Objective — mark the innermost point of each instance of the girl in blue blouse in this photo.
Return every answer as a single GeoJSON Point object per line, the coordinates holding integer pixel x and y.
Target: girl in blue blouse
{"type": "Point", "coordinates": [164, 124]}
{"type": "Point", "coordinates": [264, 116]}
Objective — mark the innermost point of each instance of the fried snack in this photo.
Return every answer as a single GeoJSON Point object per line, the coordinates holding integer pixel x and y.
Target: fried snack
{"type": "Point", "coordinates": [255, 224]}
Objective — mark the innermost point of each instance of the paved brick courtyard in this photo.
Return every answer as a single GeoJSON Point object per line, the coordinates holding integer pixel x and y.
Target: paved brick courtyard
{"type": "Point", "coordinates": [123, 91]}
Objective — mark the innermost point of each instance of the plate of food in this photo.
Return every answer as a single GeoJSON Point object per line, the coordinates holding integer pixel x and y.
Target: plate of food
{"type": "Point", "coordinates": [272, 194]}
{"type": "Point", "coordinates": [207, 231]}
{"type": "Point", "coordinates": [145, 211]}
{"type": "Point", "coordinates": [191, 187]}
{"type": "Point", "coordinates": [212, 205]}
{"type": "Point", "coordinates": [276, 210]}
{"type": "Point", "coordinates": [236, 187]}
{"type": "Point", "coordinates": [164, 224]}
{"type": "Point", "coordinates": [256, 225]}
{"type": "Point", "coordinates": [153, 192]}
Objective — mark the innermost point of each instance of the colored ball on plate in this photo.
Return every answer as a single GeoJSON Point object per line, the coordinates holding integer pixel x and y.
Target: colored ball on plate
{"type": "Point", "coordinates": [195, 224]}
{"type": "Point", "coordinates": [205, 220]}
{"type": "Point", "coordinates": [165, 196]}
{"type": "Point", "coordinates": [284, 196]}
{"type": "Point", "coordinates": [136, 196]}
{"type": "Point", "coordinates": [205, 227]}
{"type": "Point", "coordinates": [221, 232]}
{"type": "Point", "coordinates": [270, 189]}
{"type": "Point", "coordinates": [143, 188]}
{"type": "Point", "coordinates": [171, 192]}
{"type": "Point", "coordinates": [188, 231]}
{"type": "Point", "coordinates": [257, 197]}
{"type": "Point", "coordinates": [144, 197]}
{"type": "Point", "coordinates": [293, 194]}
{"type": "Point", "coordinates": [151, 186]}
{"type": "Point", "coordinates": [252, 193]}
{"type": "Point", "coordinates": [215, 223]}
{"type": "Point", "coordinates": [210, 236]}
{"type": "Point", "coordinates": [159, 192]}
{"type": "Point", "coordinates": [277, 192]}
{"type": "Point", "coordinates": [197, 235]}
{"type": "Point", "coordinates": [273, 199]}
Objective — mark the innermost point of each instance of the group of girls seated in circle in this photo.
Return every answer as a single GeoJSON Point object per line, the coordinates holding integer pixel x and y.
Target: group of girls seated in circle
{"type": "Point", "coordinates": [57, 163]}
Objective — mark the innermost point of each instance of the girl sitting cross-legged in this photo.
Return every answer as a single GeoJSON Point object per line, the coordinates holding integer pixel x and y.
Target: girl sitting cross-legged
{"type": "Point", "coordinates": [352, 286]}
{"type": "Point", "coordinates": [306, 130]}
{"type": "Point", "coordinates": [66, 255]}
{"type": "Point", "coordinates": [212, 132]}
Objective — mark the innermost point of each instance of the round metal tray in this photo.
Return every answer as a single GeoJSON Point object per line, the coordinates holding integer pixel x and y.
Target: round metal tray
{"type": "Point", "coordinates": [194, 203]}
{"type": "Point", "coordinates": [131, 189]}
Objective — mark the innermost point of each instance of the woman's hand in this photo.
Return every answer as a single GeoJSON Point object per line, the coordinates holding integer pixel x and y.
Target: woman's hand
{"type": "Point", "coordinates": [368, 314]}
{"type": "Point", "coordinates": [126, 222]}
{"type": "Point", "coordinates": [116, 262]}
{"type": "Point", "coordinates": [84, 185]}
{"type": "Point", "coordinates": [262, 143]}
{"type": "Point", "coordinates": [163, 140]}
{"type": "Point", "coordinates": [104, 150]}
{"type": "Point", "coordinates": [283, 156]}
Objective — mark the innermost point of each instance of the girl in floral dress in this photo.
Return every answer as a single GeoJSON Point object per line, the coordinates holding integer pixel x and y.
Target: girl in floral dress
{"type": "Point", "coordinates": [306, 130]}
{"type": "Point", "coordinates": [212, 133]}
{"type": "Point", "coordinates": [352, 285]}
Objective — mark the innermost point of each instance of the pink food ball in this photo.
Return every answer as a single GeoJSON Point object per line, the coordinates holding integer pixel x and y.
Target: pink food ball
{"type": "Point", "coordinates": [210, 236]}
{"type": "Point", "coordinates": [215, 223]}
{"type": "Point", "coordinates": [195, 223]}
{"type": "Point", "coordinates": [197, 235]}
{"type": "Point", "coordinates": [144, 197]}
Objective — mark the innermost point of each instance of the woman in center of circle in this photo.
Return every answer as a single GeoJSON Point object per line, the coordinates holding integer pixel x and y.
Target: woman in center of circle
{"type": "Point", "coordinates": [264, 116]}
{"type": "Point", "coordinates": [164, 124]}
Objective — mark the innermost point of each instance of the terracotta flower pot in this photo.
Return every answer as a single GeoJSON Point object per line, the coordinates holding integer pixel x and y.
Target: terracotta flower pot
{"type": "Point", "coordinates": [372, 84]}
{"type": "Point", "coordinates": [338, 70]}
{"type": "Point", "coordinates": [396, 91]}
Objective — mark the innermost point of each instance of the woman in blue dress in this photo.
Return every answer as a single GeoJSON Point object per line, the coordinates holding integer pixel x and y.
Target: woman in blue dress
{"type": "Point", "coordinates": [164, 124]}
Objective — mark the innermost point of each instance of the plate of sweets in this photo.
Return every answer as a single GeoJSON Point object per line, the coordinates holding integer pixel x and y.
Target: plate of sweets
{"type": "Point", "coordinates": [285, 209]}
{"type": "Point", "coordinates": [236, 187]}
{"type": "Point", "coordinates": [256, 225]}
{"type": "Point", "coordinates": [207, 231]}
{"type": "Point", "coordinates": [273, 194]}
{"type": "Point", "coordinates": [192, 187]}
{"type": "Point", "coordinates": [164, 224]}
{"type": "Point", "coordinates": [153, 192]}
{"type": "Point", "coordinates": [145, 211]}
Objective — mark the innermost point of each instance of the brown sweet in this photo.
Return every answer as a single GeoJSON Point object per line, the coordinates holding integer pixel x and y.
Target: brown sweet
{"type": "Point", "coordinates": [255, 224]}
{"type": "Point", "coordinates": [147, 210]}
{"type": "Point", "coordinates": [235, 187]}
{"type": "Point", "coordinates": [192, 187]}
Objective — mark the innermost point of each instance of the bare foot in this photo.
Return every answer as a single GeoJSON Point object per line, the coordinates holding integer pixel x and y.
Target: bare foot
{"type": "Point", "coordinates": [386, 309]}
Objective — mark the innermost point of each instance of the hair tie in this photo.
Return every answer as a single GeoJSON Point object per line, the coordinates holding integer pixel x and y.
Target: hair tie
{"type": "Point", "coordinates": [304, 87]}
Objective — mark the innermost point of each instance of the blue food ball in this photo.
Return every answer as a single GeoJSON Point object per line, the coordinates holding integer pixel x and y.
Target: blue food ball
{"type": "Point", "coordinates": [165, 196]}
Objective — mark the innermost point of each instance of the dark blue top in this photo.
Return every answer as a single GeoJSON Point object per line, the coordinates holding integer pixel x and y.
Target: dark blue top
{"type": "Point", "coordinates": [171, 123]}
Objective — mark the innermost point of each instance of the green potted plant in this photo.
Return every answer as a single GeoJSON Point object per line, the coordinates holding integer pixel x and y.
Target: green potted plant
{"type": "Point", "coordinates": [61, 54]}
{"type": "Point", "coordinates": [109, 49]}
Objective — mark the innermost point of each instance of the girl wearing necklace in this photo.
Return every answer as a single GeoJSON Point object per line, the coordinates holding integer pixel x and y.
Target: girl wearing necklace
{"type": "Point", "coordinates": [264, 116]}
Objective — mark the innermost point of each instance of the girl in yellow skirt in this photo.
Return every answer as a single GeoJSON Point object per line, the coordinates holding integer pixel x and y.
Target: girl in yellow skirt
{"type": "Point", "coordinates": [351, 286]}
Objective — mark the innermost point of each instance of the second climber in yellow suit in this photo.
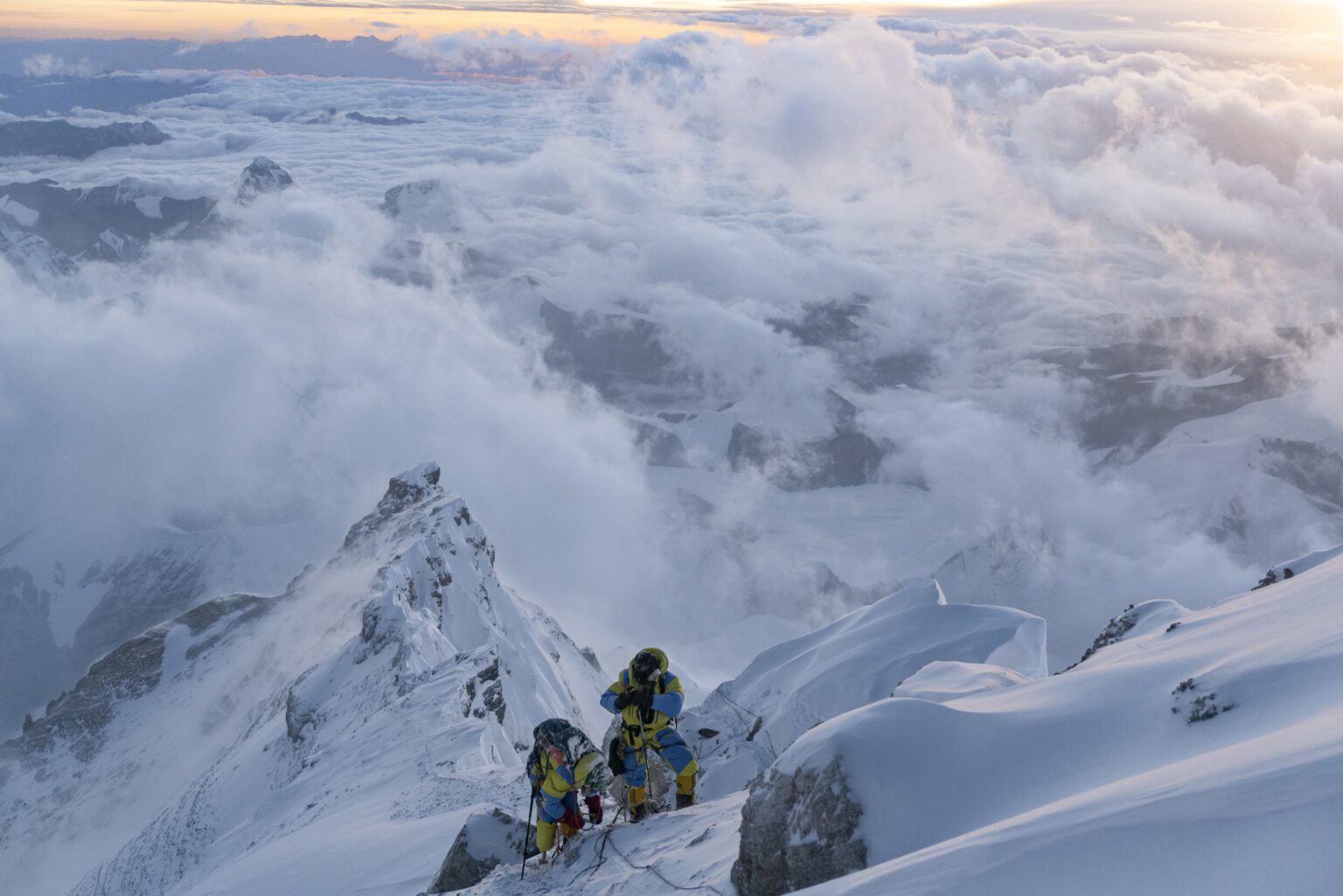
+++
(SET TASK): Swap "innermost" for "central" in the listing lines starting with the one containing "skirt in this photo." and going on through the end of the listing, and leave everything else unchanged. Give only those lines, without the pictures.

(TASK OUTPUT):
Objective — mark the central point of each instance of the girl in yellow skirt in this photo.
Return every answer as a single GeoJSON Point object per line, the coordinates holding integer pixel x and y.
Target: girl in yellow skirt
{"type": "Point", "coordinates": [351, 286]}
Objective — mark the central point of each instance of the second climber in yellow suit in this photo.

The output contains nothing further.